EXERCISE: Give back only the lines from the one with "Exercise. Tag every instance of the blue" through the last line of the data, exactly as they appear.
# # # #
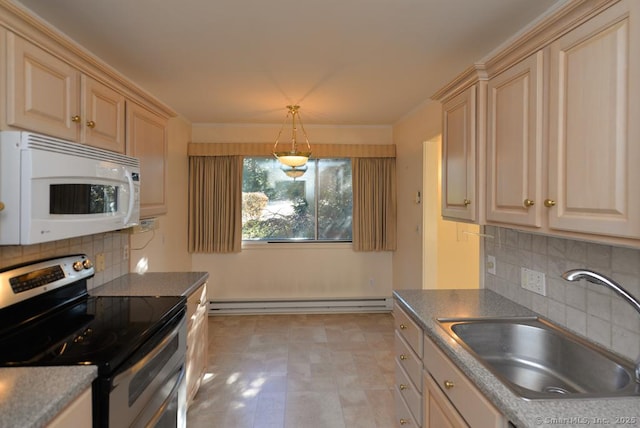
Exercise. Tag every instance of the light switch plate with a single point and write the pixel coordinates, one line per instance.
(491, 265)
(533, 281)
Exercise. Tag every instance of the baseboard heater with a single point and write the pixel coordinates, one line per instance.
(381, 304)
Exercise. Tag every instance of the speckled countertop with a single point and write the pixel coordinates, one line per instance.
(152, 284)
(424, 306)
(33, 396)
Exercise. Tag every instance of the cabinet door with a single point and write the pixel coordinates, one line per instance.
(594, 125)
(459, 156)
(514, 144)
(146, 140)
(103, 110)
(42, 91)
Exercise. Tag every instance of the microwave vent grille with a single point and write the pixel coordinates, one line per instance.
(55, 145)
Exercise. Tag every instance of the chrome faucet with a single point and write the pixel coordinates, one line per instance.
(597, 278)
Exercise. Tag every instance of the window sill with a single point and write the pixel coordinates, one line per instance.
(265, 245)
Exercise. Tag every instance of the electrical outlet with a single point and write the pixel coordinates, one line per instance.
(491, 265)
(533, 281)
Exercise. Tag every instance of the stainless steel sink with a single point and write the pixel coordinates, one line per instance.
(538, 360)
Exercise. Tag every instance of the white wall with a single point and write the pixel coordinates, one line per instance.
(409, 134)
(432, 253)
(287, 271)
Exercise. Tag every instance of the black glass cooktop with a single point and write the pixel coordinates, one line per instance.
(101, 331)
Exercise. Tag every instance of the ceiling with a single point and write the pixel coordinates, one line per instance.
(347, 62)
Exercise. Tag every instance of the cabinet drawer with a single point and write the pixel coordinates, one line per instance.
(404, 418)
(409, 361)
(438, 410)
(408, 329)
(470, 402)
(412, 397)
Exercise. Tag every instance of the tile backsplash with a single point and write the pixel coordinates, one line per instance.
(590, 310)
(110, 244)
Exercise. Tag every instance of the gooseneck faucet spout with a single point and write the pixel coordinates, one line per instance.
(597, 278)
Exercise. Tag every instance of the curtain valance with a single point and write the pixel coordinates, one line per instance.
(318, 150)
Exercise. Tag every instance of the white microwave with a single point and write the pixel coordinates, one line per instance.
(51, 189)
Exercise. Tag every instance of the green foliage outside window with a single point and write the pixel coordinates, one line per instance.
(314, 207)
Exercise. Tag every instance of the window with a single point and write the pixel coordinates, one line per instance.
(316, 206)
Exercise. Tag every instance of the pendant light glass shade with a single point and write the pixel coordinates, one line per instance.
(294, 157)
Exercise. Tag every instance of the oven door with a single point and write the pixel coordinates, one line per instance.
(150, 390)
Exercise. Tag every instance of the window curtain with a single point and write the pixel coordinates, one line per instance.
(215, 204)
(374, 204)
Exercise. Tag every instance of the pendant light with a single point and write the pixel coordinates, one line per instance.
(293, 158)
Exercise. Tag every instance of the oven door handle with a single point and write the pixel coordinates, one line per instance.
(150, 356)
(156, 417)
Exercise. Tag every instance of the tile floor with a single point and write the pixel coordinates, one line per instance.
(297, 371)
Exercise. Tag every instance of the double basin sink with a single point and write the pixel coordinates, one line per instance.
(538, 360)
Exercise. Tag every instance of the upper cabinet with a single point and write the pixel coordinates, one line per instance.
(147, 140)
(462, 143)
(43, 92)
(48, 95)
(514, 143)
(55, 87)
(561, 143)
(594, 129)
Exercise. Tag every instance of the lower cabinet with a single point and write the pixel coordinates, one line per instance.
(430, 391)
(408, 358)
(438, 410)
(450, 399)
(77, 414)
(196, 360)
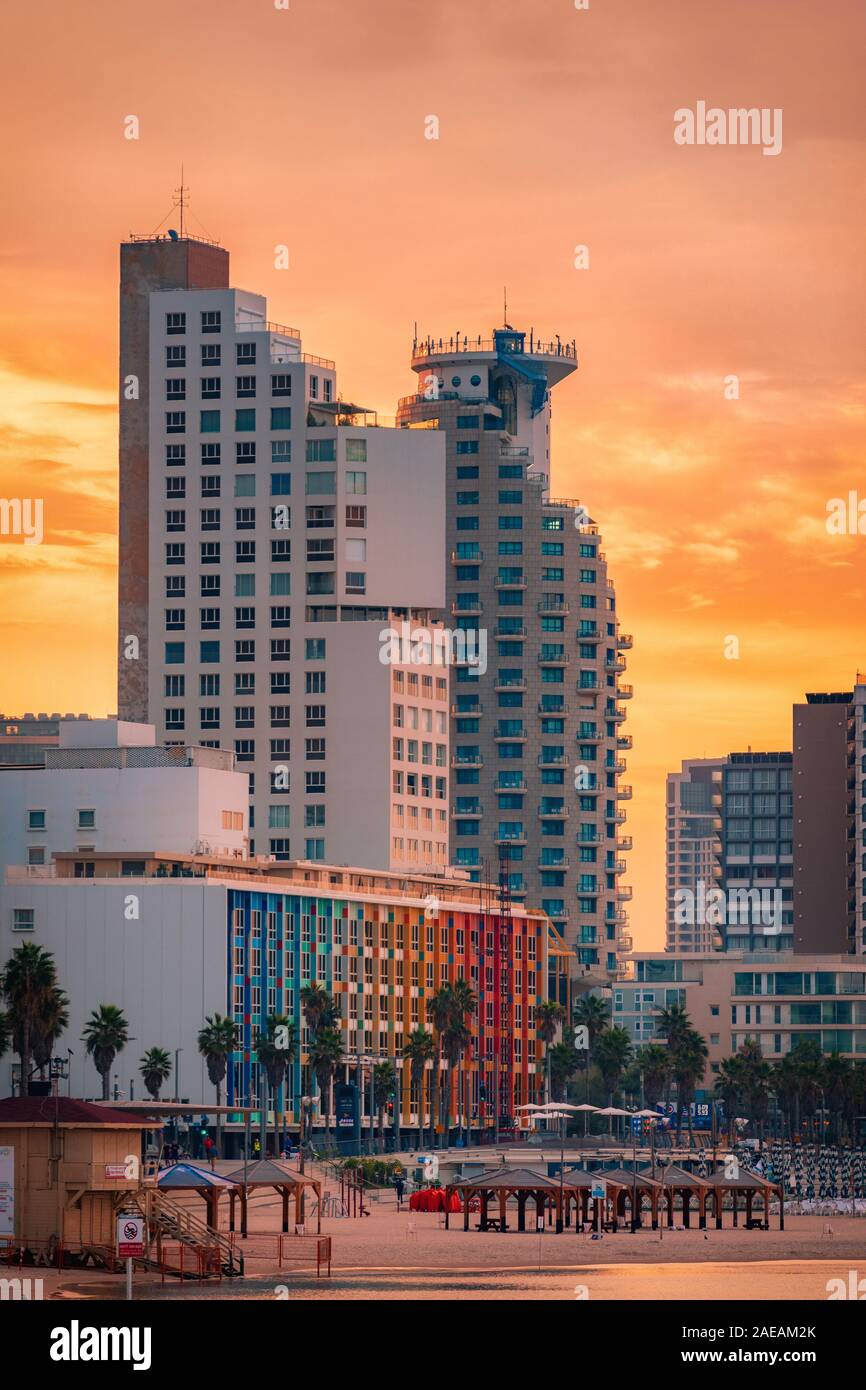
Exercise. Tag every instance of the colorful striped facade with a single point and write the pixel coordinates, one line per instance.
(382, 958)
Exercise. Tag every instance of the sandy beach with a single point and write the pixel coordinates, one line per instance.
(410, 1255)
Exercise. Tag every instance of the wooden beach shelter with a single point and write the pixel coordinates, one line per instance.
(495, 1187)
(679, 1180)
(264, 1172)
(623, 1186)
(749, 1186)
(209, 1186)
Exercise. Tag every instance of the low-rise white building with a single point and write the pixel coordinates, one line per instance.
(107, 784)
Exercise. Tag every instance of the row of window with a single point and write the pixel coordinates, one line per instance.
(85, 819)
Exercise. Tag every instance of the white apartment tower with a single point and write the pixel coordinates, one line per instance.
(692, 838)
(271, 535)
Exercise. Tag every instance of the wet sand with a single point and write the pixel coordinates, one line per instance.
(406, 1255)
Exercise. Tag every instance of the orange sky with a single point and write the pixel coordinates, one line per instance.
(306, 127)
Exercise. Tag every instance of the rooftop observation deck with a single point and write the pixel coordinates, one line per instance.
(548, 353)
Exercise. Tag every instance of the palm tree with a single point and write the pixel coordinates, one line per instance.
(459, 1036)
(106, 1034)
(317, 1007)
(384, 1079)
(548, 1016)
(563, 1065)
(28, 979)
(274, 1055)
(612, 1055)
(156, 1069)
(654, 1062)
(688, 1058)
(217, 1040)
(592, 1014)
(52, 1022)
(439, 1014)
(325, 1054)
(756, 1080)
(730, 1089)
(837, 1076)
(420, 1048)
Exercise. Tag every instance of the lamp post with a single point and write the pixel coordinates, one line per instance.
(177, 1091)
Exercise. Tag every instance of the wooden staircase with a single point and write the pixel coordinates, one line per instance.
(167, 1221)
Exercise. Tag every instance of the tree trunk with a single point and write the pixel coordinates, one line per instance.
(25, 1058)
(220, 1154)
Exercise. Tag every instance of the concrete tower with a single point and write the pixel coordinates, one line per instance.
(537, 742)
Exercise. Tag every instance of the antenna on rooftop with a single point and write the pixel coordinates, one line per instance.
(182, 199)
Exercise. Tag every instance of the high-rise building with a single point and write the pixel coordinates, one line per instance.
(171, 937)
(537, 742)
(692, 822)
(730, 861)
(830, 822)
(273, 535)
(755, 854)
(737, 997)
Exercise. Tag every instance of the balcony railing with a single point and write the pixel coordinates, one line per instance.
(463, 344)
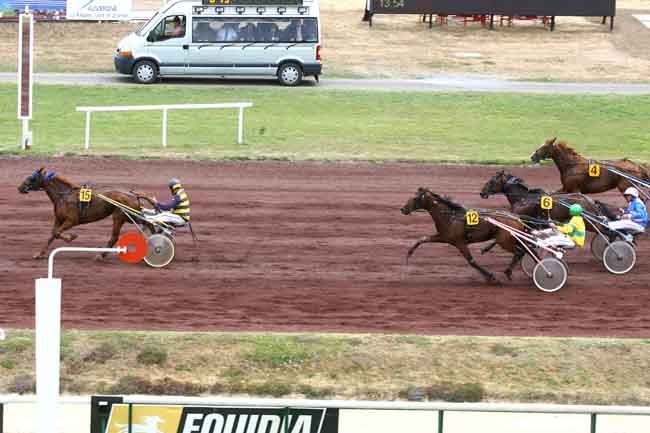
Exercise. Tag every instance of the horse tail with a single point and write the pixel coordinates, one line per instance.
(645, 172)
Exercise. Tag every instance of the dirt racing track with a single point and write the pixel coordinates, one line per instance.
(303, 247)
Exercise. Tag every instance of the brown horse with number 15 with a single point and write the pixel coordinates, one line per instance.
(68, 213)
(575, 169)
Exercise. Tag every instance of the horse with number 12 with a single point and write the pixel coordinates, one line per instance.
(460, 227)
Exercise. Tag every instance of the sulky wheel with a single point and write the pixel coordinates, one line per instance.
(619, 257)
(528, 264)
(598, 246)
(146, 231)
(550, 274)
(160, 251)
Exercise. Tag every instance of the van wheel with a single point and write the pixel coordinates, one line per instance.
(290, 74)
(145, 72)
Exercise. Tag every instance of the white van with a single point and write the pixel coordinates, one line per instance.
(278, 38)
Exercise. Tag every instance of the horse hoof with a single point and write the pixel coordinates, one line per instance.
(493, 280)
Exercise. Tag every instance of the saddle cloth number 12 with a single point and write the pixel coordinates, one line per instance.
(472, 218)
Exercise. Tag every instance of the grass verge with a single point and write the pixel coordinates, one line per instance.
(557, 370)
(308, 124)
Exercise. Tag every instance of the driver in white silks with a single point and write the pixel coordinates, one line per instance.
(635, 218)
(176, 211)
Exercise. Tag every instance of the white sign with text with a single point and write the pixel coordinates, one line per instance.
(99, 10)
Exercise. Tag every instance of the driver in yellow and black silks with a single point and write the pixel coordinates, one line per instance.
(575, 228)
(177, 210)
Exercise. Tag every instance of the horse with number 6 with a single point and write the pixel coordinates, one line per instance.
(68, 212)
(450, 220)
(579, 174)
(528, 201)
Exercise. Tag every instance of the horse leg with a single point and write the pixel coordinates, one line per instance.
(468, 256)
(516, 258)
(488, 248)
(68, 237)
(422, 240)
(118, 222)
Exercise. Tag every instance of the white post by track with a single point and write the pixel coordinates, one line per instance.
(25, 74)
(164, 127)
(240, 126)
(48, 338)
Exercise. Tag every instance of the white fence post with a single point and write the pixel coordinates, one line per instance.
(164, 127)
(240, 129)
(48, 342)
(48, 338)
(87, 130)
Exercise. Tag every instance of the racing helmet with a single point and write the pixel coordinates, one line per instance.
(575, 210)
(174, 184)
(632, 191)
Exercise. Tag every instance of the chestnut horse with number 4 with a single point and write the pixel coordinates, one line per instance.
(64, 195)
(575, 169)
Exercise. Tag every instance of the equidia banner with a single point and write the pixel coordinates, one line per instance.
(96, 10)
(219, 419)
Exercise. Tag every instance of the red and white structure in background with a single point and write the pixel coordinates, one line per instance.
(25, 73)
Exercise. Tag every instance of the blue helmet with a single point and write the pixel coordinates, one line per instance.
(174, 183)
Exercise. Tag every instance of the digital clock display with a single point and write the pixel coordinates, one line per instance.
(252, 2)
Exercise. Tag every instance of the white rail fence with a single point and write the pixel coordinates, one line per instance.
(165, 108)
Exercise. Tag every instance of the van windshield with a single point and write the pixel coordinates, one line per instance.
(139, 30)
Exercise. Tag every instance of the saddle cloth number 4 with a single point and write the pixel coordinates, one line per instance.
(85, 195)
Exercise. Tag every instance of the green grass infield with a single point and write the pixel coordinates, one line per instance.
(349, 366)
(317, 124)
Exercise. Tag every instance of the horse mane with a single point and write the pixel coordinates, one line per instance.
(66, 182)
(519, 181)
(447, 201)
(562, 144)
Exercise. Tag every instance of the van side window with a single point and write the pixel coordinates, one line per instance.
# # # #
PROBLEM SOLUTION:
Exercise. Tag every instance of the blue helmet with a single point and write the pixel coordinates, one line per instance.
(174, 183)
Exercise. Tag every instance of the digital clock display with a single point and write the pixel coordinates, one line per instance.
(252, 2)
Exercise. Tag every instance of the white rail fence with a single point and write the pixel coordinates, one line per instance.
(165, 108)
Exercise. Tag every instance of the van windshield with a single point and write the pixel coordinates, one line per instance.
(139, 30)
Exercise. Tag every instance of the saddle cloth number 4 with a single point and write the pixel coordinates, one line per instance.
(85, 195)
Exercise. Tag every instance of the green grass infield with a single point and write the pixel coordinates, one line per instance.
(349, 366)
(317, 124)
Exercise. Tag every instance of the horse mane with a single point and write the pixel coordinates, one line per instance.
(66, 182)
(519, 181)
(447, 201)
(562, 144)
Exercise. Tag every instance of the van side window with a single point and write the pixel coordinates, one line per instance.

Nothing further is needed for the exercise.